| EXTRACT TO READ |
-----

There was a time when art galleries were places for experimentation and education, before being commercial spaces. Places to promote the avant-gardes that one knew would mark history. Contexts wherein – as paradoxical as it might seem – the orientation towards radical research met with the desire to support works and artists destined for eternity.
For 50 years, Luminaire has played this role, but in the design world. Nasir and Nargis Kassamali, of Indian descent but migrated from Kenya to the United States in 1973 after training in Europe, had planned to create this space since their youth. “Since age 16, I dreamed of having something like a church, where people could come to experience good design,” says Nasir Kassamali.
The association between a showroom and a church is not accidental. Starting from the first 500-square-foot kiosk in Miami in 1974, Luminaire was conceived not as a shop, but as a place to educate the entire American public about quality design (American, European, and Middle Eastern). Previously, interior designers mediated access to design, thus restricting it to educated and affluent customers.
Success was immediate. Openings followed in Coral Gables (1984), Chicago (1989), Miami Airport (2000), Los Angeles (2018), and other destinations. The size of the spaces grew, as they became venues for meeting and training with designers such as the Bouroullec brothers, Antonio Citterio, Naoto Fukasawa, Piero Lissoni, and many others. Lines grew (e.g. outdoor, with Outdoor Therapy) and initiatives expanded, with the temporary concept stores LuminaireX, where food, design, fashion, and culture come together. In 2020, the prestigious Compasso d’Oro award arrived. And Luminaire started operating the flagship stores of Edra Miami, Poltrona Frau Los Angeles and San Francisco, and Molteni&C. San Francisco.
In these 50 years, Nasir and Nargis Kassamali have told their relationship with design to private and professional audiences, with one constant idea: design is a third skin, following that of the body and clothing. As a skin, design configures how we think about and interact with space, and thus affects the quality of our lives.

-----

| RAW DATA |
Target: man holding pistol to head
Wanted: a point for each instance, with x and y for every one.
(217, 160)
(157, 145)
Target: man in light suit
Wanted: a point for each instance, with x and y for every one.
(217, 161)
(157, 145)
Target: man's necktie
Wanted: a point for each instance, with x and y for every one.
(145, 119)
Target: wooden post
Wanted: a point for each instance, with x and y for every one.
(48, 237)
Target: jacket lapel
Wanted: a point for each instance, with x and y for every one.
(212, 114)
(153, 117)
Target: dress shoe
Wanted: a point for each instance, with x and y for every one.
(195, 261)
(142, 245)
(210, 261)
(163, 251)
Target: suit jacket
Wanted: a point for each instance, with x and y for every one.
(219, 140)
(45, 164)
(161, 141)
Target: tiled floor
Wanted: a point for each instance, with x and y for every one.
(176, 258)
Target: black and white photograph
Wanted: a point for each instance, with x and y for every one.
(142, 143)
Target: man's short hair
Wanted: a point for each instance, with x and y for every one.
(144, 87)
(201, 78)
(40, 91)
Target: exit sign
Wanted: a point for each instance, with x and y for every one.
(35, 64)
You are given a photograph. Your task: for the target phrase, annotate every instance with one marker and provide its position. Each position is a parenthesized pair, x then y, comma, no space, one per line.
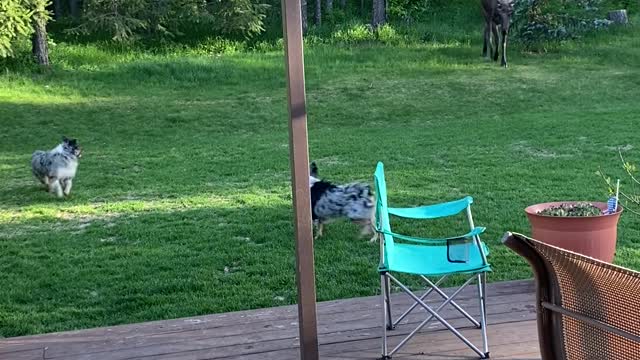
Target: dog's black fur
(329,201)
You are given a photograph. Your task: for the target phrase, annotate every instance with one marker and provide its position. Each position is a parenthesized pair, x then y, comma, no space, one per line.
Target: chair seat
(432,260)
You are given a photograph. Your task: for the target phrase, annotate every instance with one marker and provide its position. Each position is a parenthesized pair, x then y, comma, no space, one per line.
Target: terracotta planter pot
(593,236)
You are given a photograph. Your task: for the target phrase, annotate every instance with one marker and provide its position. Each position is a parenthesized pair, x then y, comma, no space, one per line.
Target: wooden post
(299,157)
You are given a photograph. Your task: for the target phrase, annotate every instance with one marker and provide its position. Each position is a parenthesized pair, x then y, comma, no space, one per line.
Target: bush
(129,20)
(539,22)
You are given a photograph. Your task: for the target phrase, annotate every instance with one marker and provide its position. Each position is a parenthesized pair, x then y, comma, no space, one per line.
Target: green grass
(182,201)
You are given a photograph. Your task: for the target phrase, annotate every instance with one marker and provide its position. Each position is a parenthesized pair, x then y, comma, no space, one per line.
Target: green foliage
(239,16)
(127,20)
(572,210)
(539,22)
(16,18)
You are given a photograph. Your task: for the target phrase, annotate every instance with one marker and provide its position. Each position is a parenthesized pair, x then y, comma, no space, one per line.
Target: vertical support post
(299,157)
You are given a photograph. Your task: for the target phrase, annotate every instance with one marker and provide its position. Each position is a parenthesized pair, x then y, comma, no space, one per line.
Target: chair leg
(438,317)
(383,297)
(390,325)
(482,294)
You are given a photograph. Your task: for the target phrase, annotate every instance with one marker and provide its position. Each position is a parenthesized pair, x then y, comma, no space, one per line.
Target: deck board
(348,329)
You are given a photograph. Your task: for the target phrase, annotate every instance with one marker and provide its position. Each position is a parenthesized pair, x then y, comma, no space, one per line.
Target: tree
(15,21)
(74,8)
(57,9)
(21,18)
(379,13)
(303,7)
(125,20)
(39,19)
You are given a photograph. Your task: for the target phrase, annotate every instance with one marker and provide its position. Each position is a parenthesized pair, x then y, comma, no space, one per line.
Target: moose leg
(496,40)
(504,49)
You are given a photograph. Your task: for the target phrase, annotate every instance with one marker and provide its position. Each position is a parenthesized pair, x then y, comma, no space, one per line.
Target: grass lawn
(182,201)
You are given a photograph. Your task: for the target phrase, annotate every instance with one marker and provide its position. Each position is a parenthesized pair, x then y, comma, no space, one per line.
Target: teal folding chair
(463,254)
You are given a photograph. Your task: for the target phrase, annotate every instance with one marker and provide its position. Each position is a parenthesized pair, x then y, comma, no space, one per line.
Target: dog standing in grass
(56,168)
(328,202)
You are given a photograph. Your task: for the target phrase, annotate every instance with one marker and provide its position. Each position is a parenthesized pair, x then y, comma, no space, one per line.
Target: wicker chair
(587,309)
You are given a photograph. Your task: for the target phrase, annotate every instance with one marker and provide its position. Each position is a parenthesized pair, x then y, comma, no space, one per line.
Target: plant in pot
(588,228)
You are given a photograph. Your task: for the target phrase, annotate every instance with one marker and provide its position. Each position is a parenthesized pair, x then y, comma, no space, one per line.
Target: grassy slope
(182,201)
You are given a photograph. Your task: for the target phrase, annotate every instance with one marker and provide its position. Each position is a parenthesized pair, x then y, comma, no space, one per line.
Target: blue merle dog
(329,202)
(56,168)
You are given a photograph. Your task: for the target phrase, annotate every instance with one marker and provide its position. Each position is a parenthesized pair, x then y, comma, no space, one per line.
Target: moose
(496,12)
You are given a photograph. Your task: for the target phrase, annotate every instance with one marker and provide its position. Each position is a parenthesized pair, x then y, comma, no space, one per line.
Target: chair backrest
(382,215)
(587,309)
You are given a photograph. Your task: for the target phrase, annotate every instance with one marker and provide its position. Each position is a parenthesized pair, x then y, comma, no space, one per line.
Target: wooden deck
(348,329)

-----

| PROBLEM DESCRIPTION |
In the text about Luminaire, where and in what year did the first Luminaire space open?

| FINAL ANSWER |
In Miami in 1974, as a 500-square-foot kiosk.